-- WHAT IS REQUIRED --
Please give the data below again in full, exactly as it stands.

-- INPUT RECORDS --
>> Begin

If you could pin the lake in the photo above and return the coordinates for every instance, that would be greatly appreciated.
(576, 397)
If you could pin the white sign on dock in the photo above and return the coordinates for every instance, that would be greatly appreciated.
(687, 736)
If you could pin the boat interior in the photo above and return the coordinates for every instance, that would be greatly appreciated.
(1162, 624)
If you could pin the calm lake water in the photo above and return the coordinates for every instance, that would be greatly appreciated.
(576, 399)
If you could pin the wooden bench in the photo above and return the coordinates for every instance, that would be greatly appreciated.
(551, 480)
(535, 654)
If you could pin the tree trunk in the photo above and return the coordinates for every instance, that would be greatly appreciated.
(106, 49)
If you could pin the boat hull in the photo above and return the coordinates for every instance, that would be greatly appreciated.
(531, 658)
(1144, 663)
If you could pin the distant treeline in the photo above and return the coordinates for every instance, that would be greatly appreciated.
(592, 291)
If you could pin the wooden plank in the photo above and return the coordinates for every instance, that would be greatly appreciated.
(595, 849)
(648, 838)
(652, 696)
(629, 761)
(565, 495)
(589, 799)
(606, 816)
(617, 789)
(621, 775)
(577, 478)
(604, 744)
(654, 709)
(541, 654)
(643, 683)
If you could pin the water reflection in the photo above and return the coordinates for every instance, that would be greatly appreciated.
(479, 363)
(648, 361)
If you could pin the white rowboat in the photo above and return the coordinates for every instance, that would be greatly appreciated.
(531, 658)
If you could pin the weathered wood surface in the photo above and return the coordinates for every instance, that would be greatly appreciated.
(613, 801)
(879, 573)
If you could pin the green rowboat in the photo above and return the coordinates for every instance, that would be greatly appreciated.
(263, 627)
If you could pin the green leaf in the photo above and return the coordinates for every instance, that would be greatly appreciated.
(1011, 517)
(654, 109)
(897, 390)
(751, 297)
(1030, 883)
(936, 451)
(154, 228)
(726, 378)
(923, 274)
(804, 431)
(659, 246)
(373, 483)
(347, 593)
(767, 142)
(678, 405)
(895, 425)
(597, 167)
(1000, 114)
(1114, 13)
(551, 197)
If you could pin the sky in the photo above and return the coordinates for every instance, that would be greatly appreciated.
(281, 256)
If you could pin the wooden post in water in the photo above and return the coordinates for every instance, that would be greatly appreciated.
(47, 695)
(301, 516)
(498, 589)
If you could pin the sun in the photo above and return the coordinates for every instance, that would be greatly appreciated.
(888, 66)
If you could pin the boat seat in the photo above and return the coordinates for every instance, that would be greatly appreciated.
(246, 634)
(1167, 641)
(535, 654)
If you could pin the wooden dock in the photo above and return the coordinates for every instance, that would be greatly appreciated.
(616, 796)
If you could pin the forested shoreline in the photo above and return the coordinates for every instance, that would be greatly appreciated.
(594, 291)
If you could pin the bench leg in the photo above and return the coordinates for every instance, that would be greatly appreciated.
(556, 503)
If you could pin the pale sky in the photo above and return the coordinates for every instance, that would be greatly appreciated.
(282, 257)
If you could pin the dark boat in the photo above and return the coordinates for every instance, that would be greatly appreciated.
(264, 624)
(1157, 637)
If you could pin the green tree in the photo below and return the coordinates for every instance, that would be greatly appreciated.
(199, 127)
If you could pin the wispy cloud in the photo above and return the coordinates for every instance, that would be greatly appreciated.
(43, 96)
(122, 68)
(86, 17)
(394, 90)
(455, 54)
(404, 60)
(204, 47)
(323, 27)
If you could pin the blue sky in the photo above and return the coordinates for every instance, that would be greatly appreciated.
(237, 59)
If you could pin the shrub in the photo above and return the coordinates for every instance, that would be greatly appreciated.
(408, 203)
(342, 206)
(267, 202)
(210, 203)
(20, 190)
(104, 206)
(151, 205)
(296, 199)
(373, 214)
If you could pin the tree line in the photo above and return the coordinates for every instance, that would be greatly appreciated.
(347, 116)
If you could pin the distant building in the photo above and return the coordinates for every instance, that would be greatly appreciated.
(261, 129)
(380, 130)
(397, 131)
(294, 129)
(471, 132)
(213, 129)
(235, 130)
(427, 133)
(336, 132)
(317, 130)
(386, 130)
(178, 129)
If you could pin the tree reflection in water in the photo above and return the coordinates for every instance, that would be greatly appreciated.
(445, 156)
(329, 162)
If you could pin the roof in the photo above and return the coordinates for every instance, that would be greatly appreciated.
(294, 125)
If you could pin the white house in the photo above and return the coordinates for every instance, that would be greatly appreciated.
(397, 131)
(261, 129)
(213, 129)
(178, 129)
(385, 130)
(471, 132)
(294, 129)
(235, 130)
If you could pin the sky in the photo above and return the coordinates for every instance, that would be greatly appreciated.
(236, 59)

>> End

-- CORRECT OUTPUT --
If you could pin the lake in the photo above and return the coordinates for every instance, that would be greatly appreciated.
(576, 397)
If you could pin the white sign on dock in the photo above and return the coordinates for every instance, that would be greatly appreciated.
(687, 736)
If you could pin the boat interior in the photo above and return the coordinates for every instance, that would be greatly appreciated.
(1162, 624)
If you could pin the calm lake water in the photo above and return the coordinates for every instance, that would be greatly appreciated.
(576, 399)
If you could pin the wooden bench in the photo above and return the coordinates for every instance, that would be greatly appreciated.
(551, 480)
(535, 654)
If you could pin the tree trunk in the photo above and return the coordinates for every instance, that would be greatly appreciated.
(106, 49)
If you could pin the boat hull in the photo above and return the coordinates for every instance, that would be greatly appreciated.
(531, 658)
(1144, 663)
If you could pin the distant treeline in the photo above and return the coordinates for every instance, that would be greatly appreciated.
(592, 291)
If you could pin the wooden plank in the photo above and return the coordinates for every instance, that would be greatly appreciated.
(595, 849)
(648, 838)
(652, 696)
(629, 761)
(565, 495)
(589, 799)
(606, 816)
(617, 789)
(621, 775)
(577, 478)
(604, 744)
(654, 709)
(541, 654)
(643, 683)
If you could pin the water reflection in the photo above and return the coordinates for every instance, that would be greatly appreciated.
(479, 363)
(648, 361)
If you could pin the white rowboat in the photo above and return the coordinates for every instance, that would be greatly appreciated.
(531, 658)
If you could pin the weathered wood surface in the photo above and return the coordinates for every instance, that would be greatly appreciated.
(613, 801)
(879, 573)
If you could pin the green rowboat in the photo above and return the coordinates for every instance, that would be greatly appreciated.
(263, 627)
If you could pin the green leaf in the photo above and return the coordinates for every instance, that would be greatly appreciated.
(1011, 517)
(654, 109)
(897, 390)
(751, 297)
(1030, 883)
(936, 451)
(154, 228)
(726, 378)
(923, 274)
(804, 431)
(659, 246)
(373, 483)
(347, 593)
(767, 142)
(678, 405)
(895, 425)
(597, 167)
(1000, 114)
(1114, 13)
(551, 197)
If you could pin the sky in the photo above and return the coordinates for every instance, that would be greatly appreciated.
(281, 256)
If you could pin the wooden post in water in the photo above and return the coordinates for every instance, that would be greatly appreciated.
(47, 695)
(301, 516)
(498, 589)
If you could pin the sun in the photo above and return the coordinates for every instance, that would be greatly appreciated.
(888, 66)
If you could pin the boat seat in the photo above and return the coordinates for every instance, that would be greatly appreciated.
(246, 634)
(1167, 641)
(535, 654)
If you could pin the wooden dock in the photo above and return the coordinates for every instance, that would be greatly appreciated.
(616, 796)
If you could pin the forested shoreline in the photo above and return the coordinates for every instance, that would be greatly appreciated.
(594, 291)
If you could pin the bench leg in the photo above and return the coordinates for every instance, that would be greatly appreciated.
(556, 503)
If you could pin the pale sky in the photo above and return the coordinates for every instance, that would be greatly appreciated.
(282, 257)
If you could pin the dark boat in the photo above and return the coordinates for every instance, that would be greatly appreciated.
(264, 624)
(1157, 637)
If you could pin the green tree in the photo below and return the coordinates for every instance, that would be greatly appreciated.
(199, 127)
If you could pin the wispy cloud in the photo above and return the coordinates for every instance, that would be greatly appreciated.
(43, 96)
(122, 68)
(86, 17)
(394, 90)
(455, 54)
(404, 60)
(204, 47)
(323, 27)
If you could pin the blue sky in the photo above and return the coordinates for every instance, that would be greatly appreciated.
(237, 59)
If you could pin the shrub in the photo above and return the coordinates for every instance, that would be greatly appreciated.
(408, 203)
(342, 206)
(267, 202)
(210, 203)
(20, 190)
(104, 206)
(151, 205)
(296, 199)
(373, 214)
If you could pin the tree line in the photo above and return the coordinates for every instance, that would be greatly appreciated.
(347, 116)
If you could pin the distant building in the photo above and return the coordinates for every instance, that would be greatly appreciated.
(261, 129)
(380, 130)
(397, 131)
(294, 129)
(471, 132)
(213, 129)
(235, 130)
(427, 133)
(336, 132)
(317, 130)
(386, 130)
(178, 129)
If you could pin the tree reflection in water in the photo above and return the coordinates for every instance, that would be greatly appreciated.
(445, 156)
(329, 162)
If you could pin the roof in the photo above and return the coordinates for every instance, that would be greatly appreciated.
(294, 125)
If you could pin the white house in the photo above and return the coordinates for every instance, that would be greatly appreciated.
(397, 131)
(261, 129)
(213, 129)
(178, 129)
(385, 130)
(471, 132)
(294, 129)
(235, 130)
If you could pin the sky in the photo above and return the coordinates for every instance, that would be greatly appreciated.
(236, 59)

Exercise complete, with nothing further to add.